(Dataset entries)
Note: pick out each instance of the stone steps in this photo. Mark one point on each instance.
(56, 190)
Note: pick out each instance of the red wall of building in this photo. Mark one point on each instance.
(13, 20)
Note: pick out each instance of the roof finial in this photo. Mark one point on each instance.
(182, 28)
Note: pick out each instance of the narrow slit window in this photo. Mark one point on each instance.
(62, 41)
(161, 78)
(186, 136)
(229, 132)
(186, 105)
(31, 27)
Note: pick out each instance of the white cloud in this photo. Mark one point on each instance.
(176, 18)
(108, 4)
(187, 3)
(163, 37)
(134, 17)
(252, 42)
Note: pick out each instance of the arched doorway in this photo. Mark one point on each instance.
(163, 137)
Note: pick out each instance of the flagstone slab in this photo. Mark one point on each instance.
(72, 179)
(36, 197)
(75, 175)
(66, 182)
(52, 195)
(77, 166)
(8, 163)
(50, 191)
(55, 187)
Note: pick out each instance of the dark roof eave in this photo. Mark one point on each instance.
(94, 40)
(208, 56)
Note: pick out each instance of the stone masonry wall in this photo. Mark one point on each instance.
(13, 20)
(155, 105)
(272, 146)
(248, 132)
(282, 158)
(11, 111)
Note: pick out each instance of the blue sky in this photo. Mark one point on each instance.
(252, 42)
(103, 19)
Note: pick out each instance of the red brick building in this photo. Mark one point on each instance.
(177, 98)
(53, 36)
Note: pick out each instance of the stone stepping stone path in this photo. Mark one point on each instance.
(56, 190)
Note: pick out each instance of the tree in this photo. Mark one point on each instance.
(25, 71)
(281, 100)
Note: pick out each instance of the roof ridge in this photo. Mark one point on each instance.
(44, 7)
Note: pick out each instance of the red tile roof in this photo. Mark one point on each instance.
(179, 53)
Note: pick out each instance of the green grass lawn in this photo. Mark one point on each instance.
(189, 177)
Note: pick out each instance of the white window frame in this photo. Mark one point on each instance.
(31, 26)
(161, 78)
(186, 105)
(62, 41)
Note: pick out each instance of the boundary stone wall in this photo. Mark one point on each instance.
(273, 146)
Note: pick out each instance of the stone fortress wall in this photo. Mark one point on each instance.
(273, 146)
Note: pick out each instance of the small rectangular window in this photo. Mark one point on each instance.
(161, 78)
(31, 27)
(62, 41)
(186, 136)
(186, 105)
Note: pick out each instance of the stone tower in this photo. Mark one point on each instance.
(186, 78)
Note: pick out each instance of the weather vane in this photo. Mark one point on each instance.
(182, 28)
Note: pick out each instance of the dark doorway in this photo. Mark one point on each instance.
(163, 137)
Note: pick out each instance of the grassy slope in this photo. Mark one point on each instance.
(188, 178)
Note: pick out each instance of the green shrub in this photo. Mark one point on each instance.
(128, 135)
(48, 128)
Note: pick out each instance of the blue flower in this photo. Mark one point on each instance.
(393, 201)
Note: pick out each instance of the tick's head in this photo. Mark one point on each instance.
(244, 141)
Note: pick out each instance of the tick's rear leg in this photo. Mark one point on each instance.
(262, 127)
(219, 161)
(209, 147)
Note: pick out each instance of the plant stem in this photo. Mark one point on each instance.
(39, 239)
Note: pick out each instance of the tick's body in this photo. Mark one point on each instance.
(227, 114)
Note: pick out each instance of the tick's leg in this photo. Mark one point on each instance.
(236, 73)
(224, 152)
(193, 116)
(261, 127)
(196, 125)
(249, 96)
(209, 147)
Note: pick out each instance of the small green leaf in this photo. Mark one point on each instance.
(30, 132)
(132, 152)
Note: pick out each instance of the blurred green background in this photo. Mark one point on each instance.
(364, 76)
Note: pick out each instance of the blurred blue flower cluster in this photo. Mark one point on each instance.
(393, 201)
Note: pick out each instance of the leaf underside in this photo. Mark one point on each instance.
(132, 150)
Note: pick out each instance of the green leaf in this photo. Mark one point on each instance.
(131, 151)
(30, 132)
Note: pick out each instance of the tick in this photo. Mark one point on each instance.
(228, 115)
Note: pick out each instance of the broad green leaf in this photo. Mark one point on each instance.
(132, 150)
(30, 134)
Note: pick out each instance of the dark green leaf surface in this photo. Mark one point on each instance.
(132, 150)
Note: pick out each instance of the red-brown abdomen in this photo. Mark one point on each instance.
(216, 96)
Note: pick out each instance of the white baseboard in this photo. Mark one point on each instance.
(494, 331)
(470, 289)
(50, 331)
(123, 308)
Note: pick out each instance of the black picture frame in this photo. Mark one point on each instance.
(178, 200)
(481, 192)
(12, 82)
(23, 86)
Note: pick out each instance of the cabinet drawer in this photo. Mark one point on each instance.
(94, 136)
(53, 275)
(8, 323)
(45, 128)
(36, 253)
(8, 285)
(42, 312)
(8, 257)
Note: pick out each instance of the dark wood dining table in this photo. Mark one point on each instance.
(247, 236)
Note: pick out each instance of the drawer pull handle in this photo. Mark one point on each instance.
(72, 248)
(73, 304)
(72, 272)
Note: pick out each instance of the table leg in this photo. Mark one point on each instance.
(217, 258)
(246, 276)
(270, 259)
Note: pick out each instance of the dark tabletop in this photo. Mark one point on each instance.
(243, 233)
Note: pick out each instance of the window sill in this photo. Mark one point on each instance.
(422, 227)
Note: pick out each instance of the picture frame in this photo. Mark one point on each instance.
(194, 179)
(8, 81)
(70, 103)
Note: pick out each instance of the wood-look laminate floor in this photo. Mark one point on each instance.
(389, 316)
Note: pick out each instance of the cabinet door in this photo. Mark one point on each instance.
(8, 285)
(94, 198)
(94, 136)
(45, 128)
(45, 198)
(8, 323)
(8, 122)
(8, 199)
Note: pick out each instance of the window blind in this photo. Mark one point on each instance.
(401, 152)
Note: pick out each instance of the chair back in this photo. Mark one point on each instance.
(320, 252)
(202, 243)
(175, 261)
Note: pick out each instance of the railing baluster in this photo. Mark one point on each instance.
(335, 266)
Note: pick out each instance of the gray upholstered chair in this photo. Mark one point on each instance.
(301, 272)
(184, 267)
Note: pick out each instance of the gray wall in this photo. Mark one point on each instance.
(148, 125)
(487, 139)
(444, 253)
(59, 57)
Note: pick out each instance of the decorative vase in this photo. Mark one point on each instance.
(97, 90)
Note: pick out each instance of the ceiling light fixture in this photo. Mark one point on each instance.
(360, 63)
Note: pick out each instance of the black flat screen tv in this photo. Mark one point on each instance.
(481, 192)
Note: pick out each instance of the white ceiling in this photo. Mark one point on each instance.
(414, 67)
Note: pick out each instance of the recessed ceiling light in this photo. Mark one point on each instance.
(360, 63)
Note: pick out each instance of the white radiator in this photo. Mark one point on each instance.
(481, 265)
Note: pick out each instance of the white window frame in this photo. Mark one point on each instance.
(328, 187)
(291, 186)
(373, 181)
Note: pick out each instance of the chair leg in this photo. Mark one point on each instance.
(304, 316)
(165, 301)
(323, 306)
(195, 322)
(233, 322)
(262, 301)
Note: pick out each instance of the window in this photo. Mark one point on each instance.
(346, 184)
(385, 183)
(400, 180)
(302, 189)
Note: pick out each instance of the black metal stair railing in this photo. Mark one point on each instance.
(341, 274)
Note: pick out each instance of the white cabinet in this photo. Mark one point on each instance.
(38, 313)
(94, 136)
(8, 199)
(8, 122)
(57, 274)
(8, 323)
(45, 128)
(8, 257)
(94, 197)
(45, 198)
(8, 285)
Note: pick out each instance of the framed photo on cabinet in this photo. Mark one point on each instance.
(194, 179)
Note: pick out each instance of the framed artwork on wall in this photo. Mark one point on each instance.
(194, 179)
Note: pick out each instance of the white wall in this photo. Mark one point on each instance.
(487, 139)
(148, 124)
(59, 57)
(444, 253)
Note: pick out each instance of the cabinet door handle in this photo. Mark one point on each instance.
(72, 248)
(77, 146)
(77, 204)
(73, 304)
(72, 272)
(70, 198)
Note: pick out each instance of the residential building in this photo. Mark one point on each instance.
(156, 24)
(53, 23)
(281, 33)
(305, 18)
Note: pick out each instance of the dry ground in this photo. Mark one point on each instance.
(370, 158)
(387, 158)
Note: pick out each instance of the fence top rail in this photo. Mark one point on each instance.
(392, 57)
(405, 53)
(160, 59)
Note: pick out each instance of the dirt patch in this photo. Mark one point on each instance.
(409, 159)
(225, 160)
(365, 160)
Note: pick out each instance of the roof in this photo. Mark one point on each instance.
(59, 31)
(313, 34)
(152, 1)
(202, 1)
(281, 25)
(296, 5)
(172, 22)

• _WHAT THE TASK ASKS_: Starting at the line that contains "Note: pick out each instance of the white radiator", restate word for word every line through the last one in the records above. Return nothing else.

• _EXERCISE RESULT_:
Note: pick out each instance of the white radiator in this photo. Mark one point on each instance.
(481, 265)
Note: pick out each instance of the white window frame in this photo. Mark one point on each instance.
(328, 187)
(291, 186)
(373, 181)
Note: pick out each instance of the chair leg in this photo. Mark one point on each instance.
(304, 316)
(165, 301)
(323, 306)
(195, 322)
(233, 322)
(262, 301)
Note: pick out each instance of the window in this photo. Mark one point on each instance.
(346, 184)
(385, 183)
(400, 180)
(302, 189)
Note: pick out each instance of the black metal stair railing in this photo. Mark one point on each instance.
(341, 274)
Note: pick out each instance of the white cabinet in this photo. Mark one point on each instance.
(38, 313)
(94, 136)
(8, 199)
(8, 122)
(57, 274)
(8, 323)
(45, 128)
(8, 257)
(94, 197)
(45, 198)
(8, 285)
Note: pick out each instance of the framed photo on cabinet in this photo. Mark one point on each instance.
(194, 179)
Note: pick out each instance of the framed artwork on wall in this photo. Mark one point on each instance.
(194, 179)
Note: pick out each instance of the white wall in this photo. Mark one point on each instance.
(487, 139)
(148, 124)
(59, 57)
(444, 253)
Note: pick out each instance of the cabinet door handle in this photo. Mark one point on each instance.
(72, 248)
(77, 146)
(77, 204)
(73, 304)
(72, 272)
(70, 198)
Note: pick out each instance of the residential building in this photo. Mark one point on each instance.
(156, 24)
(53, 23)
(281, 33)
(305, 18)
Note: pick out each instance of the dry ground in this photo. Mark one point on each instance.
(370, 158)
(387, 158)
Note: pick out each instance of the fence top rail in this photo. Mark one point on each instance.
(392, 57)
(405, 53)
(160, 59)
Note: pick out each instance of the dirt patch in this photo. Mark one point on each instance.
(409, 159)
(225, 160)
(365, 160)
Note: pick out each instance of the roof in this photo. Mark one point on each instance.
(59, 31)
(313, 34)
(152, 1)
(202, 1)
(281, 25)
(296, 5)
(172, 22)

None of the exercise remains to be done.